-------- Provided records --------

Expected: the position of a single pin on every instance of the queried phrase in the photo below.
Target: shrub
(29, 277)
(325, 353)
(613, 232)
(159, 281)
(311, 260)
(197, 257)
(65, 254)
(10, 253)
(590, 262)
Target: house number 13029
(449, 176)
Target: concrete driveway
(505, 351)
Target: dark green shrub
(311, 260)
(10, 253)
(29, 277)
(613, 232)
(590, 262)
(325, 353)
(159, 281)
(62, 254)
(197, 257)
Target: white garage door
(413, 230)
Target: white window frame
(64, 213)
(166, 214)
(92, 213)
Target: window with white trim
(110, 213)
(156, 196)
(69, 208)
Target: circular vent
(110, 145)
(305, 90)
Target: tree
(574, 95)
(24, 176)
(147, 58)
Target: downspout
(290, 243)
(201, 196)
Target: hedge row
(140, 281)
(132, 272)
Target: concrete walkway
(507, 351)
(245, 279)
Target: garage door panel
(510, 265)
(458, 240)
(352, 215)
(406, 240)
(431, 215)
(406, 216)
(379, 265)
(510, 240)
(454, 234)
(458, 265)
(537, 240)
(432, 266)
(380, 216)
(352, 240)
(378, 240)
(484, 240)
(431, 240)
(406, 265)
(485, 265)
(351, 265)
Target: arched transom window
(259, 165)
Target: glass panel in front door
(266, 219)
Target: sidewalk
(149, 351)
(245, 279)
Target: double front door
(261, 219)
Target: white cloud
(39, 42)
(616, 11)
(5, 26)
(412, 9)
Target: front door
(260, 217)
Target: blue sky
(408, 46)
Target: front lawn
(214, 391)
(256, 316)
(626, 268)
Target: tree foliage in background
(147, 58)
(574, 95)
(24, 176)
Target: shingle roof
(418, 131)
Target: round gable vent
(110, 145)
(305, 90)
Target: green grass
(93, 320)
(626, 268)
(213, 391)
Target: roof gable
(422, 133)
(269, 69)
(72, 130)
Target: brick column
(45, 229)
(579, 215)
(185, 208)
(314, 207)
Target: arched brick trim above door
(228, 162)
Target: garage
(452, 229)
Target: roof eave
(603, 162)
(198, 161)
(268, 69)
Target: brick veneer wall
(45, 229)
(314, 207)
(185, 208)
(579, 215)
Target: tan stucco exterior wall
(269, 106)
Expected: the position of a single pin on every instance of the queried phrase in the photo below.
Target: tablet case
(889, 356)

--------

=== Problem statement ===
Return every line of the material above without any change.

=== Exercise solution ===
Expected: the position of a single pin on every instance of the queried phrase in the photo below.
Target: shrub
(29, 277)
(325, 353)
(613, 232)
(159, 281)
(311, 260)
(197, 257)
(65, 254)
(10, 253)
(590, 262)
Target: house number 13029
(449, 176)
Target: concrete driveway
(505, 351)
Target: dark green shrub
(311, 260)
(10, 253)
(29, 277)
(613, 232)
(590, 262)
(325, 353)
(159, 281)
(62, 254)
(197, 257)
Target: white garage door
(413, 230)
Target: white window frame
(64, 213)
(166, 214)
(92, 213)
Target: window with white trim
(110, 213)
(156, 196)
(69, 208)
Target: circular vent
(110, 145)
(305, 90)
Target: tree
(574, 95)
(24, 176)
(147, 58)
Target: downspout
(290, 243)
(201, 196)
Target: hedge row
(140, 281)
(132, 272)
Target: concrete walkway
(507, 351)
(245, 279)
Target: garage door panel
(510, 265)
(458, 240)
(352, 215)
(406, 240)
(431, 215)
(406, 216)
(379, 265)
(510, 240)
(454, 234)
(458, 265)
(537, 240)
(432, 266)
(380, 216)
(352, 240)
(378, 240)
(484, 240)
(431, 240)
(406, 265)
(485, 265)
(351, 265)
Target: arched transom window
(259, 165)
Target: glass panel in front door
(266, 219)
Target: sidewalk
(149, 351)
(245, 279)
Target: double front door
(261, 219)
Target: white cloud
(39, 42)
(616, 11)
(5, 26)
(412, 9)
Target: front door
(260, 217)
Target: blue sky
(408, 46)
Target: front lawn
(214, 391)
(256, 316)
(626, 268)
Target: tree foliage in background
(147, 58)
(574, 95)
(24, 176)
Target: shingle roof
(418, 131)
Target: round gable vent
(110, 145)
(305, 90)
Target: green grass
(93, 320)
(626, 268)
(213, 391)
Target: roof gable
(422, 133)
(269, 69)
(72, 130)
Target: brick column
(45, 229)
(579, 215)
(185, 208)
(314, 207)
Target: arched brick trim above door
(228, 162)
Target: garage
(452, 229)
Target: roof eave
(603, 162)
(198, 161)
(268, 69)
Target: brick veneer wall
(45, 229)
(314, 207)
(185, 208)
(579, 215)
Target: tan stucco exterior wall
(269, 106)
Expected: the position of a single pin on every instance of the queried phrase in the photo below.
Target: tablet case
(889, 356)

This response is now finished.